▸ Selected passage:

______________________________

The following are details of lectures held as a part of the CSE seminar series during Jan-Apr 2018.

24th January 2018. Probabilistic Models and Inference Algorithms for Single-cell Genomics: Applications in Cancer Evolution. Dr. Hamim Zafar, Graduate Researcher, Department of Computer Science, Rice University.
Abstract: Rapidly emerging single-cell DNA sequencing technologies offer promising datasets to further our understanding of diverse facets of cancer biology and genetics. Specifically, it will have a profound impact in resolving the tumor heterogeneity that complicates the diagnosis and treatment of cancer patients and causes relapse and drug resistance. However, novel computational methods are required to perform this task, which is challenged by uncertainties in the underlying evolutionary processes. Moreover, technical artifacts introduced during the sequencing process further complicate this task. Novel computational methods are required for the analysis and interpretation of large-scale single-cell genomic datasets for elucidating tumor heterogeneity and evolution.

In this talk, I will introduce probabilistic models and statistical inference algorithms for elucidating tumor heterogeneity and evolution from single-cell DNA sequencing data. These algorithms probabilistically model the possible mutational histories as well as the sources of uncertainties due to technical artifacts in the data. The mutation discovery algorithm employs a probabilistic model of the technical artifacts and dynamic programming for detecting point mutations from raw single-cell sequencing data. The second method introduces a continuous-time Markov chain to model the underlying mutational events in cancer and infers a tumor phylogeny, a binary leaf-labeled tree that represents the mutational history of a tumor helping guide patient-specific treatment. The final method introduces a tree-structured non-parametric
Bayesian clustering framework to reconstruct the cell subpopulations in a tumor and their mutation content. Using these methods, I analyze several cancer datasets and uncover tumor phylogenies, driver mutations and cell subpopulations that are more biologically plausible than previously reported analyses. To close, I will give a brief outlook on a wider range of future directions towards providing novel computational and data-driven approaches aimed at improvement of patient well-being through advancements in the understanding of biological processes and phenomena.

______________________________

▸ Data extract:
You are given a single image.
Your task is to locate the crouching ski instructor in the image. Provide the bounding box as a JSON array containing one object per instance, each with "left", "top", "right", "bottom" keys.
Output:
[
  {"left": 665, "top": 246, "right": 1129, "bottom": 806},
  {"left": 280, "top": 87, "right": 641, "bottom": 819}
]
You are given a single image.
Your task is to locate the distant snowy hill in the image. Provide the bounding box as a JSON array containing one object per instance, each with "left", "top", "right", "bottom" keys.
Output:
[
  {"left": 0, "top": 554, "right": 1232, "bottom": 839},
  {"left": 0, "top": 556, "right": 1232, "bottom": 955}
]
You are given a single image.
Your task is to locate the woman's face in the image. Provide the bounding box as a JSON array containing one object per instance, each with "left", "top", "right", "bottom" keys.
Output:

______________________________

▸ Problem statement:
Print everything in the seminar listing from "The following are" down to "Science, Rice University.", word for word. The entries can be ignored.

▸ Response to this exercise:
The following are details of lectures held as a part of the CSE seminar series during Jan-Apr 2018.

24th January 2018. Probabilistic Models and Inference Algorithms for Single-cell Genomics: Applications in Cancer Evolution. Dr. Hamim Zafar, Graduate Researcher, Department of Computer Science, Rice University.